=== Text passage ===
Process injection has traditionally been more popular on Windows compared to Linux due to its broader attack surface and injection-friendly model. However, there has been growing interest in Linux-based injections, with threat actors increasingly leveraging this technique.

This is where this module comes into play, offering an in-depth introduction to both local and remote process injection techniques on Linux, along with their detection opportunities. Upon completing this module, you will be able to:

  • Understand the key ELF structures and procfs pseudo-files that are commonly involved in various process injection techniques.
  • Understand the role of ELF structures and sections such as the PLT, GOT, and vDSO, how they operate, and how these can be hijacked while bypassing potential memory protections in place.
  • See how techniques such as return address overwriting and stack-based hijacking, such as ROP chains, commonly used in binary exploitation, can be more broadly applied to process injection and arbitrary code execution.

(Records from a point annotation dataset)
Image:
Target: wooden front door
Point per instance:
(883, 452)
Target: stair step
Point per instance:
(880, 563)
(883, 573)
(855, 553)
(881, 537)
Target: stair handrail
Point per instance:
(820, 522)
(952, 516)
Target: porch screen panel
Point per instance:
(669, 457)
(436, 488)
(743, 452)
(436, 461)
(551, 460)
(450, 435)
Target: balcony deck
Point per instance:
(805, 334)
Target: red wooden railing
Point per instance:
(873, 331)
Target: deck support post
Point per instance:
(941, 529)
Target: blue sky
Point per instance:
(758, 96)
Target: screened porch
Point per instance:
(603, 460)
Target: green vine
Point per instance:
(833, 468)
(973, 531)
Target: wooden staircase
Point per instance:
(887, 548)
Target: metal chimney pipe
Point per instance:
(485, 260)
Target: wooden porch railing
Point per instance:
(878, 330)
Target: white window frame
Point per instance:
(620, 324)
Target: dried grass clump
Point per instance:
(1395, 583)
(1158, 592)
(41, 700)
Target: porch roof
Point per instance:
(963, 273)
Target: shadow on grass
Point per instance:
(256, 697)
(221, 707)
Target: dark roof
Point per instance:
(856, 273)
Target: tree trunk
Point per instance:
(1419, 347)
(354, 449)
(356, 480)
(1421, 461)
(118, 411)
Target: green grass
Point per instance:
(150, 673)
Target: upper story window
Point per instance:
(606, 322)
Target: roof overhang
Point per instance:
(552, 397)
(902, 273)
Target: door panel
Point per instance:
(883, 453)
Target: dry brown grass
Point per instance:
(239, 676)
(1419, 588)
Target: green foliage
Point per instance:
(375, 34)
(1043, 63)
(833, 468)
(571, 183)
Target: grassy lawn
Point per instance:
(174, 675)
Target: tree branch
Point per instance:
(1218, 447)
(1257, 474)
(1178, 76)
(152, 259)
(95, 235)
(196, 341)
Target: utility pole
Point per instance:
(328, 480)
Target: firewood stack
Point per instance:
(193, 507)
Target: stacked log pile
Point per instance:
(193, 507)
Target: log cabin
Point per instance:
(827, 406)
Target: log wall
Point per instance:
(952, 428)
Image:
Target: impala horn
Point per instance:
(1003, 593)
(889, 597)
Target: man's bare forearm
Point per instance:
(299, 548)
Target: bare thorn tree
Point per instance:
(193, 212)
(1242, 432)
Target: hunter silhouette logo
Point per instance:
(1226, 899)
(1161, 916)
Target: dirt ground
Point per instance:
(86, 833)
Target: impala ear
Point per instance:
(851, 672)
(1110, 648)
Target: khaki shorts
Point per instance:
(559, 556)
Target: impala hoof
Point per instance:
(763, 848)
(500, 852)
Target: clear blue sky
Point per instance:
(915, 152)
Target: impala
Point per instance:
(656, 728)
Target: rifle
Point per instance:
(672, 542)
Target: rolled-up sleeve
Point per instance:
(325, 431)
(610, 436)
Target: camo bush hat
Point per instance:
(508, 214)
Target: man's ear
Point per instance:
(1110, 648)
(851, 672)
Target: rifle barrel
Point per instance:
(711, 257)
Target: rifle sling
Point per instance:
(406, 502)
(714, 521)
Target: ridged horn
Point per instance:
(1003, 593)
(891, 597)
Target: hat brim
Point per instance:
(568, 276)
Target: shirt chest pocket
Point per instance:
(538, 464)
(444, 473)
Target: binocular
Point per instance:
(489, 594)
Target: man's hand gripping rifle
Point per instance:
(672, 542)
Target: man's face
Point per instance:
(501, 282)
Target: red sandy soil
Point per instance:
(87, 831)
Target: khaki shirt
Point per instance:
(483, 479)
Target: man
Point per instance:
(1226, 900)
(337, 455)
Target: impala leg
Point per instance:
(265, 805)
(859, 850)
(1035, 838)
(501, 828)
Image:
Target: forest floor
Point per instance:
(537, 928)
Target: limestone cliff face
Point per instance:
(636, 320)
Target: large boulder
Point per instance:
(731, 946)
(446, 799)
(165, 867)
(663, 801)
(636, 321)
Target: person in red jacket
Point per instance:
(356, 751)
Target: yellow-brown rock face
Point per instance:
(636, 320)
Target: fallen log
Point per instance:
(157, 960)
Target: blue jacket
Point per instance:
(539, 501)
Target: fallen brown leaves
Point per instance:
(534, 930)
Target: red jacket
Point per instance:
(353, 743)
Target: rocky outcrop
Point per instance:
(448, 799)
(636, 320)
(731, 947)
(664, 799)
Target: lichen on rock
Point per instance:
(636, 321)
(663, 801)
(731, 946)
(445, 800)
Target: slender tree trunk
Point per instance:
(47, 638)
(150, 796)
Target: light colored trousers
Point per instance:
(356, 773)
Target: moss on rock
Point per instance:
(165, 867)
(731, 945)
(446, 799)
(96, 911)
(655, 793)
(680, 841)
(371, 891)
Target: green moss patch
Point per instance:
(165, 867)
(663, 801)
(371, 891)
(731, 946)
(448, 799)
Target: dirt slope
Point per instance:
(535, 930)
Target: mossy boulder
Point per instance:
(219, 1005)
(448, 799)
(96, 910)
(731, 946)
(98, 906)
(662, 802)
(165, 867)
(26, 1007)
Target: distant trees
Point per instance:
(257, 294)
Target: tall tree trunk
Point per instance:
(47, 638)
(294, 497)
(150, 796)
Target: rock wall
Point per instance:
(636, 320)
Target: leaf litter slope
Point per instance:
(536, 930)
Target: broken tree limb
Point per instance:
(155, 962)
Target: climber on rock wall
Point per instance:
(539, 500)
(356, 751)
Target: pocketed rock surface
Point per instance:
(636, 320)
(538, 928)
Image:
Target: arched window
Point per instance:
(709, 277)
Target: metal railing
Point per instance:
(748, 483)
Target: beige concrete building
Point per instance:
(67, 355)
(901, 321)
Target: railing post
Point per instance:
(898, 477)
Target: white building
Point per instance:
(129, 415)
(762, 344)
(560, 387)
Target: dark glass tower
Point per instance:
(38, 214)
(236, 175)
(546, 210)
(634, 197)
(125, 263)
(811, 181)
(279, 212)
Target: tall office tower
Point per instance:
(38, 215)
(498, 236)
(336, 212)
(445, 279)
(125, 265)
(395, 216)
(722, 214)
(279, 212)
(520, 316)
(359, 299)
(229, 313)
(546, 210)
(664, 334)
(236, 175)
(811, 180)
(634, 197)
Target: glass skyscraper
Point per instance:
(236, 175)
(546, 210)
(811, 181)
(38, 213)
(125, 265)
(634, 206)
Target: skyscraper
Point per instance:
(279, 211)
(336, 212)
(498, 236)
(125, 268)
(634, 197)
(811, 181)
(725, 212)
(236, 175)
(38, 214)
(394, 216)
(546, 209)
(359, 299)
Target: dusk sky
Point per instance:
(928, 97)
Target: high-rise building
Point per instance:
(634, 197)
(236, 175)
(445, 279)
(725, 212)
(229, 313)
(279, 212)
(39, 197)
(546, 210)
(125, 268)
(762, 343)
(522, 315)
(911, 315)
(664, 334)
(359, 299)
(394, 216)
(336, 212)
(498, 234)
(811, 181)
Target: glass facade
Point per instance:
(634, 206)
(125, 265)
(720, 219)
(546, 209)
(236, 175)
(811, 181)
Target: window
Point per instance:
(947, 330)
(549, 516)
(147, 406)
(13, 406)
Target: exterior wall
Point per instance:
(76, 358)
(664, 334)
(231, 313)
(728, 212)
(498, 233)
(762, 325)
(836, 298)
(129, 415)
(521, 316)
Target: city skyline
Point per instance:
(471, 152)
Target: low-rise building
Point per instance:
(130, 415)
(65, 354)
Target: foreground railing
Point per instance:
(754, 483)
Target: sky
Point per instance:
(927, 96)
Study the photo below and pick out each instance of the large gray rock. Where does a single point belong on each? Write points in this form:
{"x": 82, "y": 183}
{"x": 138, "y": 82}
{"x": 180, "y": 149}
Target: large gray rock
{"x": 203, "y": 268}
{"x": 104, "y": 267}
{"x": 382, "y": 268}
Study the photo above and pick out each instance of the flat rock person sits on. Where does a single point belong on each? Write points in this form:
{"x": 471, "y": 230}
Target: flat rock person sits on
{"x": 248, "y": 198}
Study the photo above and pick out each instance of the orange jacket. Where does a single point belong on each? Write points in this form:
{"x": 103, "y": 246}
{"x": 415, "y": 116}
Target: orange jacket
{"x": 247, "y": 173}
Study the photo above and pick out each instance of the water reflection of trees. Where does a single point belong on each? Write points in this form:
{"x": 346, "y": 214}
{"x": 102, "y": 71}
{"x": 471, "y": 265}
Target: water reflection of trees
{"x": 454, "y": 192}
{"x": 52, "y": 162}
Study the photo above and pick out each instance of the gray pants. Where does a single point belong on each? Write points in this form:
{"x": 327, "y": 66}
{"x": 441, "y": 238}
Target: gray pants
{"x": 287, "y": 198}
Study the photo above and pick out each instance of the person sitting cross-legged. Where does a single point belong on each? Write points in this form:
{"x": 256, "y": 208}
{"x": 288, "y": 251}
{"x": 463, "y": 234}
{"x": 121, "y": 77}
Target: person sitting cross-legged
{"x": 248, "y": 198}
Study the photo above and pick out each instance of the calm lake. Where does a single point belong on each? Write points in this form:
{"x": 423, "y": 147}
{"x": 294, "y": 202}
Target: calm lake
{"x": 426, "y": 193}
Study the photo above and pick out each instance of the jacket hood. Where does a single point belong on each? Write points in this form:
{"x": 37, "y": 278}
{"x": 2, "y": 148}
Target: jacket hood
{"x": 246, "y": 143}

=== Exercises ===
1) In the Linux process injection text, what reason does it give for process injection traditionally being more popular on Windows than on Linux?
2) Proceed with the Linux process injection text, picking up after its final bullet point.
Nothing in the records is required for the work that comes next.

=== Responses per task ===
1) Windows has a broader attack surface and an injection-friendly model.

2)
  • Understand how to use the powerful ptrace syscall both offensively and defensively.
  • Design defensive Python scripts to automate detection of hijacking and control-flow corruption techniques.
  • Understand how auditd can support detection and analysis of process injection techniques.
  • Understand various kernel-level tracing mechanisms, and how to take advantage of them from user space.

The module also includes hands-on challenges to apply the acquired skills, and the final assessment is presented as an incident scenario in which you must demonstrate your critical thinking and ability to reconstruct a process injection operation.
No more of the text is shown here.